**Extrait fourni:**
Pensez-vous que le miel récolté et mis en pot lors de votre dernière récolte d’été sera encore consommable, que son goût, ses qualités, son parfum et son aspect seront intacts en l’an 4 015 ? Pensez-vous que dans 20 siècles des voyageurs interstellaires se régaleront de notre délicieux miel du Finistère découvert par hasard dans la tombe d’un apiculteur de notre siècle… Y croyez-vous vraiment ? Pourtant le « miel des pyramides » en fait rêver plus d’un… le miel se conserverait des milliers d’années !
D’où vient cette légende ?
12 février 1905, Vallée des Rois, près de Thèbes, en Égypte, les égyptologues Theodore M. Davis, Arthur Weigall et Gaston Maspero, visitent pour la première fois la tombe KV46. Il s ‘agit de la tombe de Yuya et Thuyu décédés aux alentours de 1375 av. J.C.
Entre autres objets découverts dans cette tombe, il y a 2 vases en albâtre qui seront référencés 51105 et 51106. L’un de ces vases contiendrait encore du miel !
Deux ou trois jours après cette découverte, Arthur Weigal dans une lettre à son épouse rapporte ceci :
Dans un recoin il y avait des jarres de vin, avec le couvercle fixé grâce à de la ficelle ; et parmi eux se trouvait un gros vase en albâtre plein de miel encore liquide. J’ai cru défaillir à cette vue. La sensation de me retrouver en train de regarder un pot de miel aussi liquide et collant que celui qu’on prend pour déjeuner, et pourtant âgé de 3500 ans, était irréelle au point que je me demandais si j’étais fou ou en train de rêver.
Gaston Maspero, fin mars 1905, écrit ceci dans ses notes personnelles :
Un des vases que nous avions débouchés contenanit de l’huile pâteuse, un autre du miel presque liquide et qui n’avait pas perdu son parfum. Comme on l’oubliait sans couvercle sur l’une des marches de l’escalier, vers l’entrée du couloir, une gue en maraude, égarée dans la vallée des Rois, vint rôder gloutonnement autour du goulot ; il fallut l ‘écarter à coup de mouchoir pour l’empêcher de prélever sa part de ce miel butiné il y a plus de trois mille ans, par les abeilles antiques, sur les fleurs de la campagne thébaine. 29 mars 1905. (Causeries d’Égypte – p.287 – G. Maspero )
Theodore M. Davis écrit :
Des lambeaux de tissu pendaient du col d’un des vases, qui avaient servi originellement à en couvrir l’ouverture. À l’évidence, le pillard espérant y trouver un contenu de valeur l’avait arraché. 3000 ans plus tard, je regardai dans le vase avec le même espoir ; nous avons été tous deux déçus, il contenait seulement un liquide que nous avons tout d’abord pris pour du miel, mais qui s’est finalement avéré être du natron.
Ce dernier témoignage indique qu’il ne s’agit pas de miel, ce qui sera vérifié en 1908. Ces éminents égyptologues n’ont pas eu l’idée de goûter ce produit pour vérifier qu’il s’agissait de miel, ils se sont contentés de la visite d’une guêpe curieuse près du vase.

**Enregistrements:**
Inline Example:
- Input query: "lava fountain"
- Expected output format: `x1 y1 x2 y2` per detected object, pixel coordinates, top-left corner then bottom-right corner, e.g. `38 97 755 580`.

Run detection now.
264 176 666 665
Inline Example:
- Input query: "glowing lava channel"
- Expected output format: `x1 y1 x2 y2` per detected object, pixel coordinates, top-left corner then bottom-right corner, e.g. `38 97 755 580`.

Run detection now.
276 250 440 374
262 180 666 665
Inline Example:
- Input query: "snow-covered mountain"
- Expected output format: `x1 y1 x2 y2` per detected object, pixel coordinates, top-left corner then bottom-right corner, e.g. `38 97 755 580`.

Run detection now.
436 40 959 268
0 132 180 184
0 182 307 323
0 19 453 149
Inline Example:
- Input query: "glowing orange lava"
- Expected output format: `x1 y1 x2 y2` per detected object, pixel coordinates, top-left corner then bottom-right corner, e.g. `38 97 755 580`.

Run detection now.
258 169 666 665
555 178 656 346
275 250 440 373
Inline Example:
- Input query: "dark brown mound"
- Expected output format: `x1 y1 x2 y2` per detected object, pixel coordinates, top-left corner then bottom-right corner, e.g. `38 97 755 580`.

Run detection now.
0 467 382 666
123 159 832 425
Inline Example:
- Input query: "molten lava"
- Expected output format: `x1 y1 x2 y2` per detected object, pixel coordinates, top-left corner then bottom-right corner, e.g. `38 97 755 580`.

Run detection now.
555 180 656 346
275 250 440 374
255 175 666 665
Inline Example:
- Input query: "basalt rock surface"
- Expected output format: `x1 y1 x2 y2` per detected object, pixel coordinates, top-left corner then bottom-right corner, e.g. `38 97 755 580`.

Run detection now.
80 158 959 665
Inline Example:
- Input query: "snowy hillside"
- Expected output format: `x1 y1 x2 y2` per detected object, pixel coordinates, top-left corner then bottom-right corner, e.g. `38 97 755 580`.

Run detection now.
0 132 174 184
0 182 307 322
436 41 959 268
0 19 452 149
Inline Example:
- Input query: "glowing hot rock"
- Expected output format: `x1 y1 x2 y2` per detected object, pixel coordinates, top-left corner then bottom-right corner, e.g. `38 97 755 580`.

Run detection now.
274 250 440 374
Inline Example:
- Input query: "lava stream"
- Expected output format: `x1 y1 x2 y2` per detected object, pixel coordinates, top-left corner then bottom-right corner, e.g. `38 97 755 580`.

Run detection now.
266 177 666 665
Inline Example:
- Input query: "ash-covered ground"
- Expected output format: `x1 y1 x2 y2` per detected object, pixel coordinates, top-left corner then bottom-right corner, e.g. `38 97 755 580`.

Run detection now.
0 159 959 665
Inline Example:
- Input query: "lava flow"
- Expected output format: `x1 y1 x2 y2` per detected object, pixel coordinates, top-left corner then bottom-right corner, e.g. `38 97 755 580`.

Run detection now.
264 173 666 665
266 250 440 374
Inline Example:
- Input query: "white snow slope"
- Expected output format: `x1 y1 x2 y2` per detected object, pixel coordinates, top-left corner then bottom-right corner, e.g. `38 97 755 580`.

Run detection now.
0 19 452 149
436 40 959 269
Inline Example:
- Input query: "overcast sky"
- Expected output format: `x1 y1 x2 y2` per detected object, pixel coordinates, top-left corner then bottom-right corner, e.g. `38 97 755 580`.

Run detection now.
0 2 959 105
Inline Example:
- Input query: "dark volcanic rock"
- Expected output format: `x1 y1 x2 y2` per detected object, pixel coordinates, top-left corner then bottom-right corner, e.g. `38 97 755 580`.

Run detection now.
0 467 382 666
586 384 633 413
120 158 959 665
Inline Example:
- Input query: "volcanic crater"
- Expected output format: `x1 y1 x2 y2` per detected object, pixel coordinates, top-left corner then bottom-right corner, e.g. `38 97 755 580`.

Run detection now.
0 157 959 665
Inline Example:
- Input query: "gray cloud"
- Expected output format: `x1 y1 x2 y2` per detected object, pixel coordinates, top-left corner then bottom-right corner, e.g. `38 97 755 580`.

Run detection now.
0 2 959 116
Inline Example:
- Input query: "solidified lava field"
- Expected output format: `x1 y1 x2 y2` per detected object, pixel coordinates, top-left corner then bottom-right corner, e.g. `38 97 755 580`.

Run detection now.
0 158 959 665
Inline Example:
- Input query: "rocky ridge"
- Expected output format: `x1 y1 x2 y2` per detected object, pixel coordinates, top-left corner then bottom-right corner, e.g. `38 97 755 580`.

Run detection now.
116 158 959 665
--
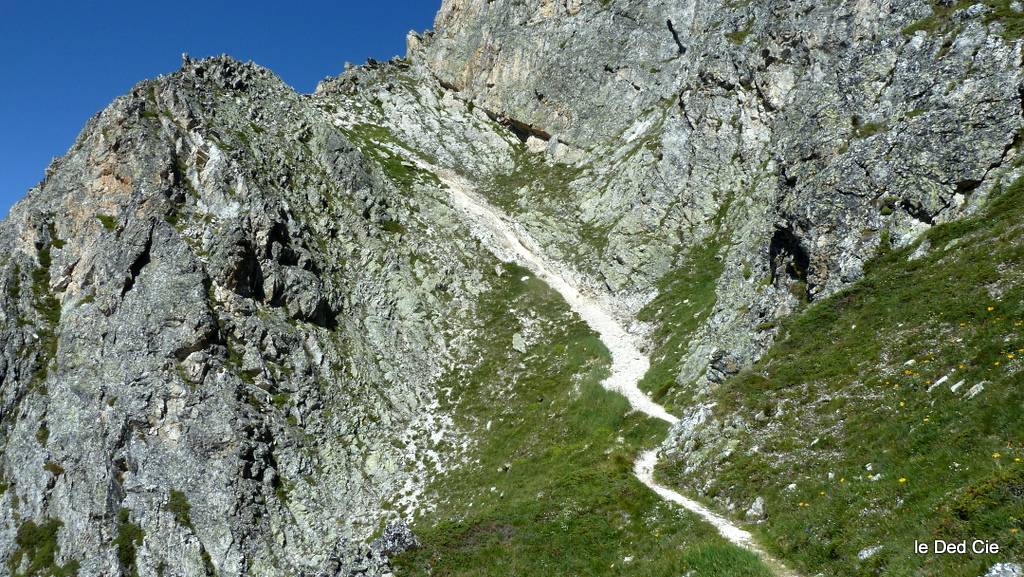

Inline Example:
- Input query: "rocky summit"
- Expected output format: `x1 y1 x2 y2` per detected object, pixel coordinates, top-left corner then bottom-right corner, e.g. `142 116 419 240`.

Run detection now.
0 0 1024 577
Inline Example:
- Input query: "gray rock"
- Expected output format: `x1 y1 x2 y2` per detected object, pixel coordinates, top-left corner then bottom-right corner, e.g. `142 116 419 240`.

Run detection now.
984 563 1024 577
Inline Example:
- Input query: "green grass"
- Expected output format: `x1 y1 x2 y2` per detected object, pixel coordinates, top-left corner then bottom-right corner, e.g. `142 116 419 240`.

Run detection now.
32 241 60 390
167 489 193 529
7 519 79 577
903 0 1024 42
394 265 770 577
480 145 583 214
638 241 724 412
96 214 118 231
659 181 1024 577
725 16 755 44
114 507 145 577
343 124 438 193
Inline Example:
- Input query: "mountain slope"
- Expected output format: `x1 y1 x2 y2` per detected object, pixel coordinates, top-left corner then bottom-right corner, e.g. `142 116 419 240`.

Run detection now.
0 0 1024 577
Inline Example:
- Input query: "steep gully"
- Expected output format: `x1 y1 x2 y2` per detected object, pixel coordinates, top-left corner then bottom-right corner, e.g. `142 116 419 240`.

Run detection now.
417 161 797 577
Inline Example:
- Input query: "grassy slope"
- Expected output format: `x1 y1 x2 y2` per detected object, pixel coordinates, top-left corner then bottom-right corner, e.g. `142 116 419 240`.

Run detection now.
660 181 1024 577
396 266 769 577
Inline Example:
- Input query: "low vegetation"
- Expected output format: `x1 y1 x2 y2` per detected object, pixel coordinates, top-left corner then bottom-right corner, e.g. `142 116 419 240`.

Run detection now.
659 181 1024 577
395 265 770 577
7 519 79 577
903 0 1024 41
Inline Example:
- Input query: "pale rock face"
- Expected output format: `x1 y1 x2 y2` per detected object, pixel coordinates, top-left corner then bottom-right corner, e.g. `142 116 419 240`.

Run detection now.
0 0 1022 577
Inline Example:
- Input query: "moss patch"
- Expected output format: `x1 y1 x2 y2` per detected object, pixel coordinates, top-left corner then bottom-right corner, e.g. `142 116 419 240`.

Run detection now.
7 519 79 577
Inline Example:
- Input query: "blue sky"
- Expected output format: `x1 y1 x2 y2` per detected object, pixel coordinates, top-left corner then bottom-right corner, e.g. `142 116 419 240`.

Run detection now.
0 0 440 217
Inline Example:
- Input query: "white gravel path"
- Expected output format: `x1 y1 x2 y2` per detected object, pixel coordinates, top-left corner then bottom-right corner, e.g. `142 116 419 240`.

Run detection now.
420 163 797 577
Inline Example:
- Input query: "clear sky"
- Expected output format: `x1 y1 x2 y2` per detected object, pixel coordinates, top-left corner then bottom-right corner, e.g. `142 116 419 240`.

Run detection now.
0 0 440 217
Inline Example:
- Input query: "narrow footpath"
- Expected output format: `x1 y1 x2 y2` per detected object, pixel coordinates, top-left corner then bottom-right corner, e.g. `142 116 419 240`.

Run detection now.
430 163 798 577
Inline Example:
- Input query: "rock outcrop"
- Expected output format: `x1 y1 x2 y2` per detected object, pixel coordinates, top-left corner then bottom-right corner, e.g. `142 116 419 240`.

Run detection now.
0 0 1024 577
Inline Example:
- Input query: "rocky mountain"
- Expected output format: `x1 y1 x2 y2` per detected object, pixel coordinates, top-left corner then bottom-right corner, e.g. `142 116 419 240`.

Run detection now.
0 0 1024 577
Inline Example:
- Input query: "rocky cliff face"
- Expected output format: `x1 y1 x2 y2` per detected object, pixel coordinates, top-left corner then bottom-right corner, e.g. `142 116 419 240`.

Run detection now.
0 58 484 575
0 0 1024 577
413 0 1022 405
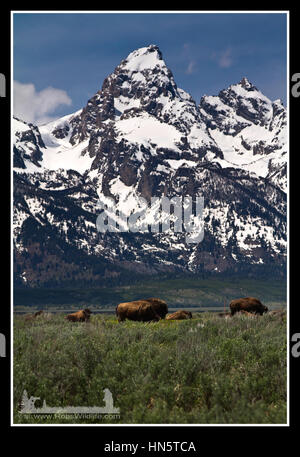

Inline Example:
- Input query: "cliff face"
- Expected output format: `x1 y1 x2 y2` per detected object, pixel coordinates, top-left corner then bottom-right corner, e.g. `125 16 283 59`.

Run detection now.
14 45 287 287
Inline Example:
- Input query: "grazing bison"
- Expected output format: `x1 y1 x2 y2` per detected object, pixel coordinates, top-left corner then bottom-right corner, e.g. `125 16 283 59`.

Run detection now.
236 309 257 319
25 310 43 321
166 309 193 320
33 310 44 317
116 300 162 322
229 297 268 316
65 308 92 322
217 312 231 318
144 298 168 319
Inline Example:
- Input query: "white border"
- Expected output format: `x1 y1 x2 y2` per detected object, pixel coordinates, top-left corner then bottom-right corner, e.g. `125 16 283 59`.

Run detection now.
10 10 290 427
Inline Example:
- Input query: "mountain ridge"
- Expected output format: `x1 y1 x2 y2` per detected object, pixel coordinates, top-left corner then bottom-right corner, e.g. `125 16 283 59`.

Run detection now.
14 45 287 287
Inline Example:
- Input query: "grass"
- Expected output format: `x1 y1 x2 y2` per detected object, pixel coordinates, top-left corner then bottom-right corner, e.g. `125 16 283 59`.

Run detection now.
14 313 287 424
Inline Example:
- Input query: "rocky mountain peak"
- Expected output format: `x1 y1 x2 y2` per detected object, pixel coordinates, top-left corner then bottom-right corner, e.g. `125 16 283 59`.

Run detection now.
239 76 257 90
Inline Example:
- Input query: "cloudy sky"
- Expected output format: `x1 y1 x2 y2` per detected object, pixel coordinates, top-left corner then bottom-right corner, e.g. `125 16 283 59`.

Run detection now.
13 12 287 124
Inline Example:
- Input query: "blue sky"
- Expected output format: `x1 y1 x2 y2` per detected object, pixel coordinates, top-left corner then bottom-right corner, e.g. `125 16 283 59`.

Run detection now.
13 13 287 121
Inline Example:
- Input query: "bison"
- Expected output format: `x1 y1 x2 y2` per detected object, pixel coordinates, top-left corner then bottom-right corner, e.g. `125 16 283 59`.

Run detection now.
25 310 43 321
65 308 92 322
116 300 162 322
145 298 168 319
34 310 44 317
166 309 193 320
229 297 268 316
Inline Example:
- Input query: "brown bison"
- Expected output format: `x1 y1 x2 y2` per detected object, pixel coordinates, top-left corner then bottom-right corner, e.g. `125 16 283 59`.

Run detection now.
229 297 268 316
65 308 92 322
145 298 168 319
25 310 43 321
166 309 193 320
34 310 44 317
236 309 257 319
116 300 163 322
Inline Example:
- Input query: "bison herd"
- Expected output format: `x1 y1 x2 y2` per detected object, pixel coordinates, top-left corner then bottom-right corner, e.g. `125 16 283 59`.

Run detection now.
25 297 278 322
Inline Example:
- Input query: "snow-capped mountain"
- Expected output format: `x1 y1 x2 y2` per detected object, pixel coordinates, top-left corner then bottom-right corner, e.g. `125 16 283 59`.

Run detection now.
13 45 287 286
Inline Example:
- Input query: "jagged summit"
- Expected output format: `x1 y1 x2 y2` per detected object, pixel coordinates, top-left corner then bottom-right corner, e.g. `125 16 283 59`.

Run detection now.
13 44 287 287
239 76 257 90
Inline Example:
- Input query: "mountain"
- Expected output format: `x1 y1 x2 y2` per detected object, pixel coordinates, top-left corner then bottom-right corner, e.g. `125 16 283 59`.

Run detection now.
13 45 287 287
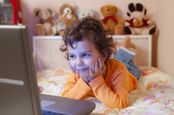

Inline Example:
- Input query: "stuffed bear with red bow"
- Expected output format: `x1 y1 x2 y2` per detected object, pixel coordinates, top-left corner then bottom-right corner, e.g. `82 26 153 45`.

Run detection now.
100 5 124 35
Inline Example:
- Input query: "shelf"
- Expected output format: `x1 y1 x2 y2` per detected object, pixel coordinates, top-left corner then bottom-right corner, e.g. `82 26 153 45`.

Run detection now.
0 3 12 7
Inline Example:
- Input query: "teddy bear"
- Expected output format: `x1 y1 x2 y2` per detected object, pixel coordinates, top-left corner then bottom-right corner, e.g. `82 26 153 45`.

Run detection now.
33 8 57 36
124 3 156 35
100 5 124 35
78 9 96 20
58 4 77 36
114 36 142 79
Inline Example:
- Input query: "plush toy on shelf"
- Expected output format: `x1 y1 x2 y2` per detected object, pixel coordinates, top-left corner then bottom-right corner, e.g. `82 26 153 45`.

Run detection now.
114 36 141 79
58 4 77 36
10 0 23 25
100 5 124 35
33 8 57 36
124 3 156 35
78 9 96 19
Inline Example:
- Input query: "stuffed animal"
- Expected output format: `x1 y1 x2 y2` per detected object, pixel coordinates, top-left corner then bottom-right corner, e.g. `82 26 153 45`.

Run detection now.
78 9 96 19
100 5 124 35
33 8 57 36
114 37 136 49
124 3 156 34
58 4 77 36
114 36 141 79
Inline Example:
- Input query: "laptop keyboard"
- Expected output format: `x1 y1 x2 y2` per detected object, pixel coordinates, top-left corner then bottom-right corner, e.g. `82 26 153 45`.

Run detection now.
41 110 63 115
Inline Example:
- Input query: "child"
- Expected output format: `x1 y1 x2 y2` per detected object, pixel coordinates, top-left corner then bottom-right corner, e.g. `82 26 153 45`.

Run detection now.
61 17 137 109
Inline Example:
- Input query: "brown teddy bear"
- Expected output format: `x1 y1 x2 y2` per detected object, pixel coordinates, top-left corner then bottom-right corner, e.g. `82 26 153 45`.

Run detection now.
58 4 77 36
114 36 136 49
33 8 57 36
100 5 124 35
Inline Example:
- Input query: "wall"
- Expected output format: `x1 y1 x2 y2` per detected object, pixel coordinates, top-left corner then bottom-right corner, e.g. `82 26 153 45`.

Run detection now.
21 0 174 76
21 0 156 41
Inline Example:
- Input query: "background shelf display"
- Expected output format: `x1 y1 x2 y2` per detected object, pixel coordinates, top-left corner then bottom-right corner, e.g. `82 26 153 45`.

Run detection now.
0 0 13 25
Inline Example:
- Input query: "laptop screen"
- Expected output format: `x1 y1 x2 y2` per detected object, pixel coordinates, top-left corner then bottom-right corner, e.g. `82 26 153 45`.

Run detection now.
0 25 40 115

**Consigne:**
Recopiez mot pour mot le passage du texte sur le miel des pyramides qui va de « Theodore M. Davis écrit » jusqu'à « être du natron. ».

**Réponse rédigée:**
Theodore M. Davis écrit :
Des lambeaux de tissu pendaient du col d’un des vases, qui avaient servi originellement à en couvrir l’ouverture. À l’évidence, le pillard espérant y trouver un contenu de valeur l’avait arraché. 3000 ans plus tard, je regardai dans le vase avec le même espoir ; nous avons été tous deux déçus, il contenait seulement un liquide que nous avons tout d’abord pris pour du miel, mais qui s’est finalement avéré être du natron.